Theodorakakos et al. [5] investigated a droplet behaviour on three different surfaces. The droplet remained the same shape in the steady flow condition but the θs would change with different temperature. The shape of the droplet was similar to the work of Hao & Cheng [7] who used LBM for the predictions. Also, they observed that the droplet detached from the wall only at a very high gas velocity (~16 m/s). However, the gas flow rate in the application is around 5 m/s or equal to Re 164 due to the practicality [8]. The droplet that is nearer to the sidewall tends to travel toward the side walls in the gas-flowed rectangular channel. It formed a water film on the wall as more droplet started to accumulate on it [8].
Zhu et al. [6] studied the motion of the droplet in a continuous generation. The modelling setup is much closer to the actual conditions. The continuous generation of droplet affects the motion of the previously detached droplet in the microchannel. As the droplet occupies the microchannel, the free-flow area becomes lesser. Thus, the flow pressure focus on the new droplet more than the previously detached one. The same approach was used in Qin et al. [8]. Zhu et al. [6] investigated the droplet behaviour in a rectangular microchannel of different aspect ratio (AR), of height to width, with the same cross-section area. The findings showed that the droplet tends to stick at side-walls for cases of high AR cases. On the other hand, the droplet tends to stick on the top wall for all cases of low AR. The longest detachment time and the largest detachment diameter occur in cases of AR of 0.5 unit. The longest removal time for a droplet to exit the microchannel occurs at AR of 0.25 unit. The highest pressure drop in the microchannel consisting a droplet occurs at AR of 0.1 unit. Also, a semi-circular microchannel was investigated as well. The detachment time for semi-circular channel is longer than the rectangle but the removal time is shorter than the rectangular cross-section type.
Furthermore, Zhu et al. [6] investigated other types of cross-section, i.e. the rectangular with the curved bottom wall, trapezoidal, upside-down Trapezoidal, triangular microchannels. Those microchannels have equal width and height. The constraints were practical as it would not change the number of channels per row in the arrays. They measured the detachment time, the droplet diameter during detachment and the total droplet removal time. The performance favoured the triangular cross-section; in descending order, it followed by a trapezoid, the rectangle with a curved bottom wall, rectangular, upside-down trapezoid. They presented the results in ratios, i.e. (i) the wetted area to the area of microchannel wall, (ii) the water volume to the microchannel volume and (iii) the friction factor during operation to friction factor of an empty microchannel.
Yang et al. [108] observed the dynamic behaviour of water droplets in a gas microchannel. The setup characterised the test under automotive condition, i.e., 0.82 A/cm2 and 70°C. As shown in Fig. 5, two adjacent water droplets were growing next to each other. In the first 180s, those droplets were still growing in its initial position on the carbon paper. The θs of the droplets was between 70° to 80°. The growth of the water droplet was found to be non-linear or discontinued at times. It happened when the water inside the GDL layers was still filling or spreading beneath it. At the time 480 s, droplets coalescence happened in the microchannel. It happened between two droplets that were growing closer together. As the droplets collide, it sticks to the hydrophilic wall on the side. In the authors’ opinion, the droplet could had experienced agitation on the liquid-vapour interface or a slight jump from the floor upon the coalescence (The phenomenon is described in Section 3.5).

__GIVEN MATERIAL__

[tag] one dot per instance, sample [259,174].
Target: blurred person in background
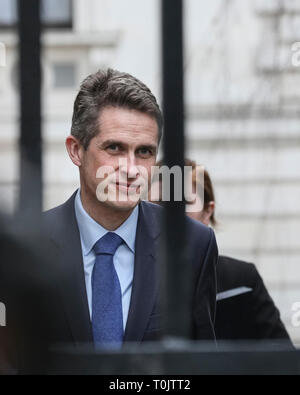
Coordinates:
[245,310]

__TASK TO COMPLETE__
Write out the part of the passage on droplet behavior in microchannels starting at "Theodorakakos et al." and ending at "accumulate on it [8].", word for word. The material that comes after the text is separate from it.

__RESULT BELOW__
Theodorakakos et al. [5] investigated a droplet behaviour on three different surfaces. The droplet remained the same shape in the steady flow condition but the θs would change with different temperature. The shape of the droplet was similar to the work of Hao & Cheng [7] who used LBM for the predictions. Also, they observed that the droplet detached from the wall only at a very high gas velocity (~16 m/s). However, the gas flow rate in the application is around 5 m/s or equal to Re 164 due to the practicality [8]. The droplet that is nearer to the sidewall tends to travel toward the side walls in the gas-flowed rectangular channel. It formed a water film on the wall as more droplet started to accumulate on it [8].